Foreword

In reading Lean UX, you’re about to embark on a tour of a new way of working. For those of us steeped in traditional management techniques, it may seem a little disorienting. I sometimes like to imagine what it would be like to have a birds-eye view of the typical modern corporation. From on high, you could examine each silo of functional excellence one at a time. See them in your mind’s eye: Marketing, Operations, Manufacturing, IT, Engineering, Design, and on and on in a tidy row of crisp, well-run silos.

Let’s imagine you reached down to grab one of these silos and popped its top off to see inside. What would you see? This being a modern company, you’d see each silo designed for maximum efficiency. To achieve this efficiency, you’d likely find a highly iterative, customer-centric approach to problem solving. In Manufacturing, you’d encounter traditional lean thinking. In Engineering or IT, perhaps some variation on agile development. In Marketing, customer development. In Operations, DevOps. And of course in Design, the latest in design thinking, interaction design, and user research techniques.

Zooming back out to our high perch, we might be forgiven for thinking “This company uses a variety of rigorous, hypothesis-driven, customer-centric, and iterative methodologies. Surely, it must be an extremely agile company, capable of reacting quickly to changes in market conditions and continuously innovating!” But those of us who work in modern companies know how far this is from the truth.

(Entries from an annotation dataset)
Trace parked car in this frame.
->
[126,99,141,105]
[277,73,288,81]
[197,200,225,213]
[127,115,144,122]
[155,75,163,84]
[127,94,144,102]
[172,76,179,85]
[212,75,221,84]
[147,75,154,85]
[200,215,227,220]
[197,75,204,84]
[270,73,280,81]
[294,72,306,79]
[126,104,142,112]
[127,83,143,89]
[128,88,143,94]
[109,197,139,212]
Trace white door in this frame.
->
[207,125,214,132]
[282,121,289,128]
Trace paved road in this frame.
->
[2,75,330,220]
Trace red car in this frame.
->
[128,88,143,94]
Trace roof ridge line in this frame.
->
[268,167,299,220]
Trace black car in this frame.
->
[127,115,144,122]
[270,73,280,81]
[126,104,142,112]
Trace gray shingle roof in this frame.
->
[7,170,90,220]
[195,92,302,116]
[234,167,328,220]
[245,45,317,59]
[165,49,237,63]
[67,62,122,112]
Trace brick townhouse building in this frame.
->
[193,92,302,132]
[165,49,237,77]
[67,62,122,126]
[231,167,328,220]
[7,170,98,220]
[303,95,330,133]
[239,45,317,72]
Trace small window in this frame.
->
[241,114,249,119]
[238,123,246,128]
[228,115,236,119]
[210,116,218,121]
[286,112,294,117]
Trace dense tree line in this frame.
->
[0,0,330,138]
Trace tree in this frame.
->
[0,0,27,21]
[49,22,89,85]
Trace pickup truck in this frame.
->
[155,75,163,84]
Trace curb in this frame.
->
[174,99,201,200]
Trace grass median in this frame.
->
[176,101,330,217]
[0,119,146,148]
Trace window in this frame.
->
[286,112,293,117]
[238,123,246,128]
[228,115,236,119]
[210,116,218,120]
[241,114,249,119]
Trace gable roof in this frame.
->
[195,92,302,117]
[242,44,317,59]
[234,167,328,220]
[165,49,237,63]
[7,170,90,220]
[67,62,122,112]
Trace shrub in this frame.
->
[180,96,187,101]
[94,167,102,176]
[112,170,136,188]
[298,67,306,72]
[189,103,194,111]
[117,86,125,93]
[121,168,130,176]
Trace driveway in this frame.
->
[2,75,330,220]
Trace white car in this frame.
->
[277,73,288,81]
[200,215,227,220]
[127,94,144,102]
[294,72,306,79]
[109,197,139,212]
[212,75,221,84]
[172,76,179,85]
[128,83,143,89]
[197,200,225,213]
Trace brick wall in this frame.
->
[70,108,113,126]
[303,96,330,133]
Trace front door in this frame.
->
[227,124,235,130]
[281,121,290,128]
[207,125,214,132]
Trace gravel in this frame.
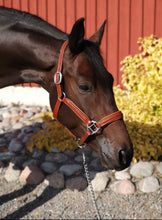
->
[0,169,162,219]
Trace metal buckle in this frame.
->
[87,120,100,135]
[54,72,63,85]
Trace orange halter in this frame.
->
[53,40,123,143]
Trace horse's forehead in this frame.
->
[74,53,94,77]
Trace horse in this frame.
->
[0,7,133,170]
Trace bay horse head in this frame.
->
[50,18,133,170]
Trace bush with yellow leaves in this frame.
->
[114,36,162,160]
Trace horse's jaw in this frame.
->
[88,135,133,170]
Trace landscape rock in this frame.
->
[86,158,104,171]
[5,163,21,182]
[88,171,110,192]
[59,164,82,176]
[66,176,87,191]
[0,138,7,147]
[0,152,15,161]
[44,171,65,189]
[156,162,162,175]
[130,161,154,178]
[40,162,58,174]
[21,126,33,134]
[8,138,23,153]
[115,171,131,180]
[119,180,136,195]
[110,180,136,195]
[19,164,44,184]
[138,176,160,193]
[45,153,68,163]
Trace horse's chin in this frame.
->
[88,138,133,171]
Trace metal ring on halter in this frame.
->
[54,71,63,85]
[87,120,100,135]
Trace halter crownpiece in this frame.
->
[53,40,123,143]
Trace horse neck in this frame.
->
[0,27,65,93]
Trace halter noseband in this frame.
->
[53,40,123,143]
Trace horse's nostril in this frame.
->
[118,150,127,165]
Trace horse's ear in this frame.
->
[69,18,84,54]
[89,20,107,45]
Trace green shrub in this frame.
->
[114,36,162,160]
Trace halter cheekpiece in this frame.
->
[53,40,123,143]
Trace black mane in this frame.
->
[83,40,114,88]
[0,7,68,40]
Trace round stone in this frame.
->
[130,161,154,178]
[138,176,160,193]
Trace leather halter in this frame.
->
[53,40,123,143]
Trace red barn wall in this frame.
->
[0,0,162,85]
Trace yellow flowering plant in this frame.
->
[114,35,162,160]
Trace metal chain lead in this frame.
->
[78,145,101,220]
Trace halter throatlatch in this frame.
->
[53,40,123,143]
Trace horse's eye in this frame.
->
[79,84,91,92]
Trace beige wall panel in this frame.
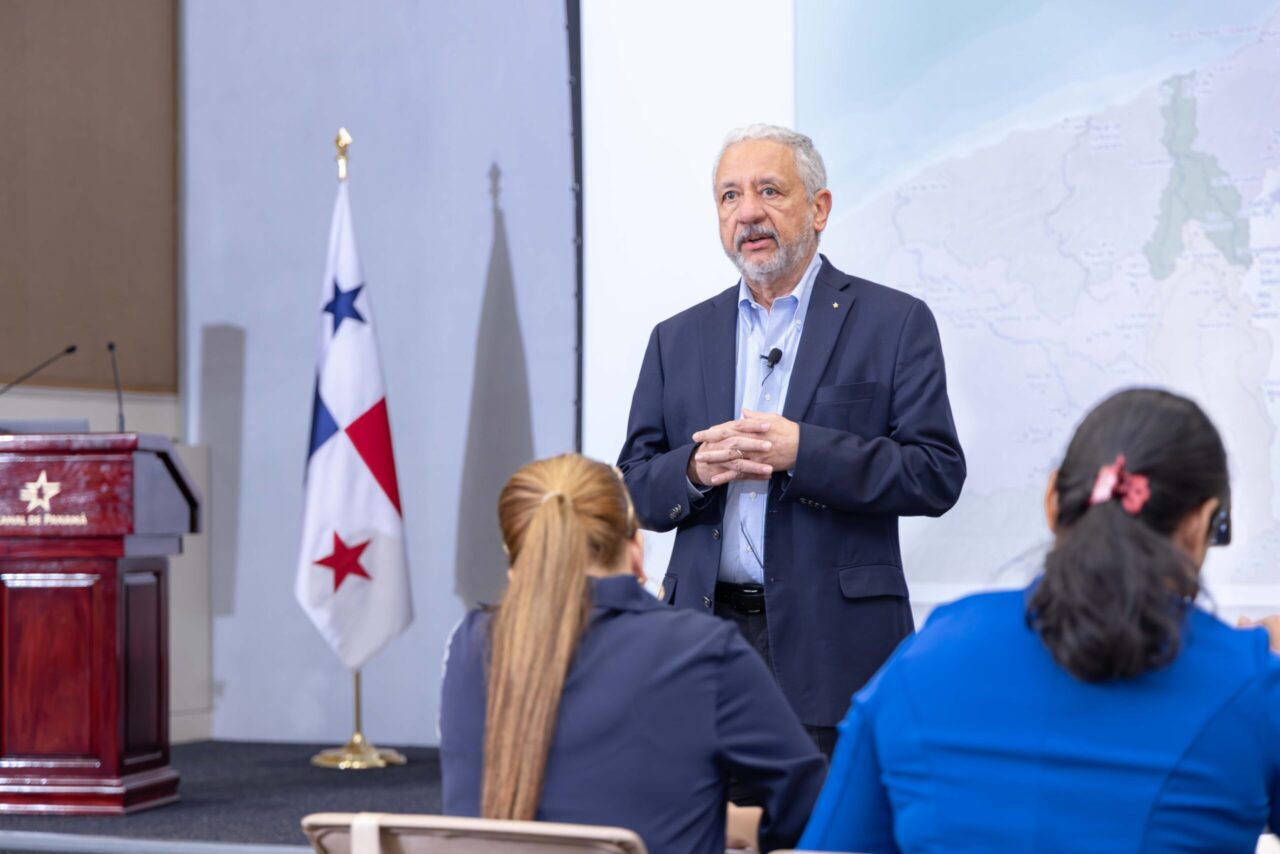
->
[0,0,178,392]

#### Exercise directions:
Can you copy from the foreword the part that opens with the words containing "Zooming back out" and closes with "from the truth.", word for word? None of the data is needed here.

#### Output for this task:
Zooming back out to our high perch, we might be forgiven for thinking “This company uses a variety of rigorous, hypothesis-driven, customer-centric, and iterative methodologies. Surely, it must be an extremely agile company, capable of reacting quickly to changes in market conditions and continuously innovating!” But those of us who work in modern companies know how far this is from the truth.